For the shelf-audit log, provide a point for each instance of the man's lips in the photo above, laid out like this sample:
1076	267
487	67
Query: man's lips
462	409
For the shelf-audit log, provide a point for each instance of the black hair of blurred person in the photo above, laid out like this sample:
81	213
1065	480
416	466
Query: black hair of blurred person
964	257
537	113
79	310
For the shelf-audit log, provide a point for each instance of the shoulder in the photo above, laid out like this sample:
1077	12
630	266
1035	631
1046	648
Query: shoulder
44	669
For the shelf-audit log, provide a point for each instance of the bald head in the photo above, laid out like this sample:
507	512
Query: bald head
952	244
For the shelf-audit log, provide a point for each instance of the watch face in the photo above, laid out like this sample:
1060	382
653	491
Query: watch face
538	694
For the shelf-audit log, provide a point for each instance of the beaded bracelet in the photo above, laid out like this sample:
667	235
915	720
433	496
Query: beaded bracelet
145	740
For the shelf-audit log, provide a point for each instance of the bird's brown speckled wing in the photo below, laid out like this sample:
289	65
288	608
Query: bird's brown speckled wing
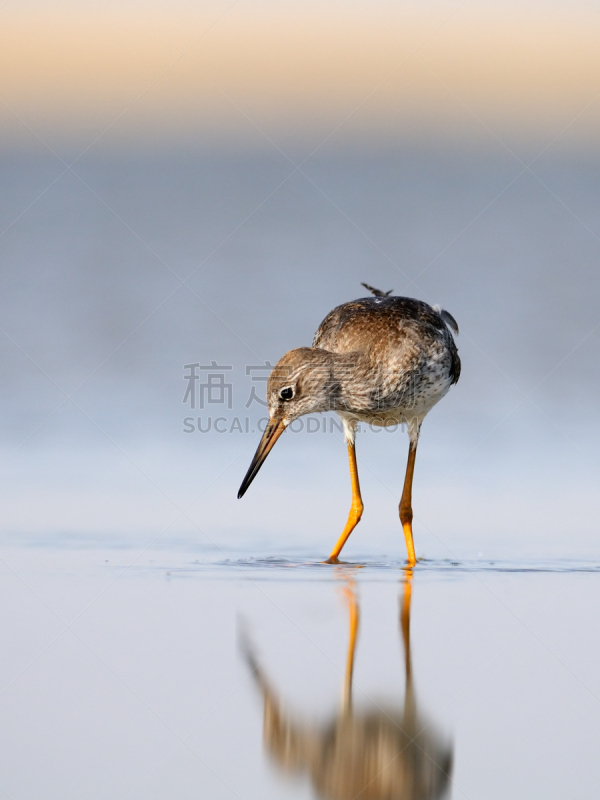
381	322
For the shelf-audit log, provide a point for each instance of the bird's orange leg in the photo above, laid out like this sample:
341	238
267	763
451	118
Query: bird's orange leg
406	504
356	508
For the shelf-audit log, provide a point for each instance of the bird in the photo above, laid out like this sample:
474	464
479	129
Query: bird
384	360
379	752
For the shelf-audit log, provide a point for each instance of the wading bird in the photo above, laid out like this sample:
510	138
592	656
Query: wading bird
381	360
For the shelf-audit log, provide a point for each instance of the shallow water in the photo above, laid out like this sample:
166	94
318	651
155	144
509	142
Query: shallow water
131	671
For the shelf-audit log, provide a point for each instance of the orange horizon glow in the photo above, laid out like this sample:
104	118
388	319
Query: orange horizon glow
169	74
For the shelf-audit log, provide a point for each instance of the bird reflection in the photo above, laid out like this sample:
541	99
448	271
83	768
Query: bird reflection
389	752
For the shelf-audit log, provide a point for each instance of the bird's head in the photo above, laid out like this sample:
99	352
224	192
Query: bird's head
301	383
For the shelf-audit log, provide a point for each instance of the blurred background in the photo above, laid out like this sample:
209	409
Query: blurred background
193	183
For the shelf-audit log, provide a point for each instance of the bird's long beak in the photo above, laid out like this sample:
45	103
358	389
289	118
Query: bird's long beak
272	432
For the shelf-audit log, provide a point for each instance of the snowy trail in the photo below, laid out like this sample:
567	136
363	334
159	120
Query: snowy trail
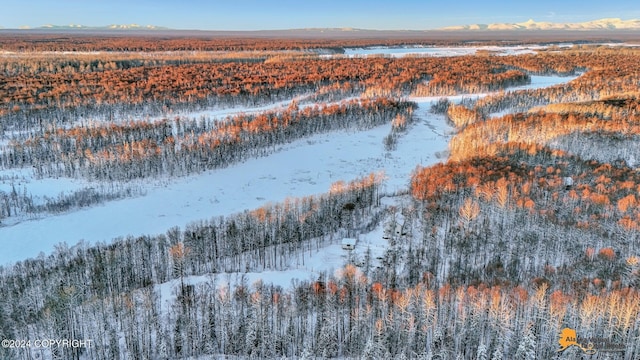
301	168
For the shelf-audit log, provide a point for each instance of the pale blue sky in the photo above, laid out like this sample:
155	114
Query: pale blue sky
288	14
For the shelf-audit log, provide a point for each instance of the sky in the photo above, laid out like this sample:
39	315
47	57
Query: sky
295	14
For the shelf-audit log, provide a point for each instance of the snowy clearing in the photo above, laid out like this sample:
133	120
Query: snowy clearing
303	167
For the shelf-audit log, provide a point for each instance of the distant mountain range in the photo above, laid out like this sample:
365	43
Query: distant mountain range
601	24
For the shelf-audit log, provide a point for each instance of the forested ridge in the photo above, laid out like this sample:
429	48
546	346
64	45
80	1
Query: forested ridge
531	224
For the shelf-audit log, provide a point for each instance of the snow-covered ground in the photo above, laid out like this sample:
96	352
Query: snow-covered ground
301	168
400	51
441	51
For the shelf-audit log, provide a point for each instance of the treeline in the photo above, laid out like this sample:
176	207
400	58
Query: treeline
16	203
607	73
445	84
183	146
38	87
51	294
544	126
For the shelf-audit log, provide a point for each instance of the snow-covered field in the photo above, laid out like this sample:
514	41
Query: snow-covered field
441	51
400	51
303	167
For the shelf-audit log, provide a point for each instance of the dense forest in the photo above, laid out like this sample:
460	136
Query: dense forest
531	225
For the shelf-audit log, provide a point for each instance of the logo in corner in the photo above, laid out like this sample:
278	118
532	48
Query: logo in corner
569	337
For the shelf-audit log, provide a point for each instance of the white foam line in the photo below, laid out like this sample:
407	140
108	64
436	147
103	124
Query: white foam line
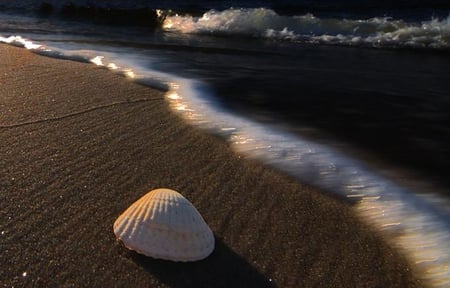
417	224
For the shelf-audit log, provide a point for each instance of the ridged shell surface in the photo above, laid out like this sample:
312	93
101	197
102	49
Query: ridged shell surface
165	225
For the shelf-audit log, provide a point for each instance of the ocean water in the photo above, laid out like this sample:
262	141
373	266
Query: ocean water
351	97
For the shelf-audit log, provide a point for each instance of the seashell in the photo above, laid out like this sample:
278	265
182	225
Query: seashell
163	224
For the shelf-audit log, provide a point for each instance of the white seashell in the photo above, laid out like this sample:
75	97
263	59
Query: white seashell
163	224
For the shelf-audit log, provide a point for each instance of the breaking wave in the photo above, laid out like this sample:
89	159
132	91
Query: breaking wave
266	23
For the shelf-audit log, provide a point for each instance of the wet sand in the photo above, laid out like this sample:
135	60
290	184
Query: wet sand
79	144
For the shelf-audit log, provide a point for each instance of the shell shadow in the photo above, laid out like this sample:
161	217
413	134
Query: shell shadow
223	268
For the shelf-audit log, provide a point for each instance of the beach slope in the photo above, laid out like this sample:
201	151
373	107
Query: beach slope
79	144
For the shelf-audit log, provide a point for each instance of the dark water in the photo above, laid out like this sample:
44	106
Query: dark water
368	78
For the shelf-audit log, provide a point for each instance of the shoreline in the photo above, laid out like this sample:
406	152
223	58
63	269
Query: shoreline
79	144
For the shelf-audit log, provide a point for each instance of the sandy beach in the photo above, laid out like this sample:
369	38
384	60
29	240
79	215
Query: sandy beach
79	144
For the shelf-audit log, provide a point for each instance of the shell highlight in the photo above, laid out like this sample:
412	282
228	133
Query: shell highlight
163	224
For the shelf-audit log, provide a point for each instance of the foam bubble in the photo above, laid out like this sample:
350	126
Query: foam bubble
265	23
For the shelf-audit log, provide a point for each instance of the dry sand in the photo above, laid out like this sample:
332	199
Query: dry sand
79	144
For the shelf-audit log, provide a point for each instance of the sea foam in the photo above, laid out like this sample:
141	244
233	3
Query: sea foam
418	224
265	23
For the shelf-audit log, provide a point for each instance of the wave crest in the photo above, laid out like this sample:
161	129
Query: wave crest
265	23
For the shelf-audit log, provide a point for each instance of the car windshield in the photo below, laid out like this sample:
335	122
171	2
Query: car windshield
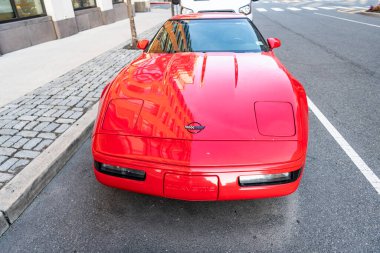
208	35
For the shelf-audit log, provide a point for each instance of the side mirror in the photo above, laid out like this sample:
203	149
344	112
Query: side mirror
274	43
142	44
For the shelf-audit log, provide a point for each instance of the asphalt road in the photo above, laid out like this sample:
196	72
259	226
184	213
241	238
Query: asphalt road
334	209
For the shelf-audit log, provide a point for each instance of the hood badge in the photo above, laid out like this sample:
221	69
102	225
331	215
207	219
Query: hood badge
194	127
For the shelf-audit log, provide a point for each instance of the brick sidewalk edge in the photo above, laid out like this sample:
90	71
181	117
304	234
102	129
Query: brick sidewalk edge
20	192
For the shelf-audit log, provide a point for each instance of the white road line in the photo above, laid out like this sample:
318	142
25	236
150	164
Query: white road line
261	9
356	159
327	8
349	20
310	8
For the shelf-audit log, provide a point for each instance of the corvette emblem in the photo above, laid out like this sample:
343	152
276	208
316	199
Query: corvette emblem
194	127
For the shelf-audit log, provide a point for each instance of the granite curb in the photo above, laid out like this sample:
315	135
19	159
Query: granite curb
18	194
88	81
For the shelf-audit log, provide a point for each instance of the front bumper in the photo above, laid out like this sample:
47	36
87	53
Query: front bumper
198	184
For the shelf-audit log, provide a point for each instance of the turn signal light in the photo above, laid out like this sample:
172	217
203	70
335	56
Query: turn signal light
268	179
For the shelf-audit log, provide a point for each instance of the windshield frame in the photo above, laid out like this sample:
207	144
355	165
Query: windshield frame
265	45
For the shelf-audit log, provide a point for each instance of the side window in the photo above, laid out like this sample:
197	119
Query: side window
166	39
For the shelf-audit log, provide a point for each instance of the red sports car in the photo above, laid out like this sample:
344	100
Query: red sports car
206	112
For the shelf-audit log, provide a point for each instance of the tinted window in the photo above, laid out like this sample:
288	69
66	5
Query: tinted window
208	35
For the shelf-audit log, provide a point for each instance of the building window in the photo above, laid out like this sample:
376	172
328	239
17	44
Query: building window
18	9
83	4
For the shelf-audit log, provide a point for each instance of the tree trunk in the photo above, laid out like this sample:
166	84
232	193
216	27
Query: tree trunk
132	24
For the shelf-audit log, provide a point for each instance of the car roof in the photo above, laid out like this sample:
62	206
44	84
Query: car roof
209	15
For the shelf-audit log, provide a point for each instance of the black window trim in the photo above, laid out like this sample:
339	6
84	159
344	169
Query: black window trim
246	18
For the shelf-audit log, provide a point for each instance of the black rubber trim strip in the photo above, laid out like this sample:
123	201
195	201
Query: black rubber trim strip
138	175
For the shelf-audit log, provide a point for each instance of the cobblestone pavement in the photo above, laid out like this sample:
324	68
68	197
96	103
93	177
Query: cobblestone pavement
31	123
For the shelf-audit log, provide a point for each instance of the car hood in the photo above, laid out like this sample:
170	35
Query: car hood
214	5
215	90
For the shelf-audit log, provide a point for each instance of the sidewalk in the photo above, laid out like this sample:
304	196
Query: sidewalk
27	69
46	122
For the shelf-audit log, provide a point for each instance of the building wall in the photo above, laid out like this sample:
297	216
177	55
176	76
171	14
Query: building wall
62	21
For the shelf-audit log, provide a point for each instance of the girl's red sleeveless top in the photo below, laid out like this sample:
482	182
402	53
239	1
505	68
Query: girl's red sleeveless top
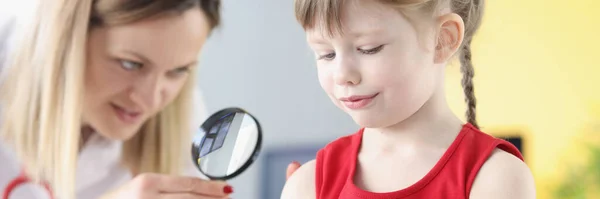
━━━━
Aim of the task: Return exactly the lines from the one with "of the girl's" through the last line of the entries above, both ends included. No pictures may appear in the copy.

Task output:
For the shelf-audit log, provide a point for each instance of the girl's red sleeveless top in the photo below, laid out like this sample:
482	182
402	53
239	1
505	68
Query: girl's red sleeveless top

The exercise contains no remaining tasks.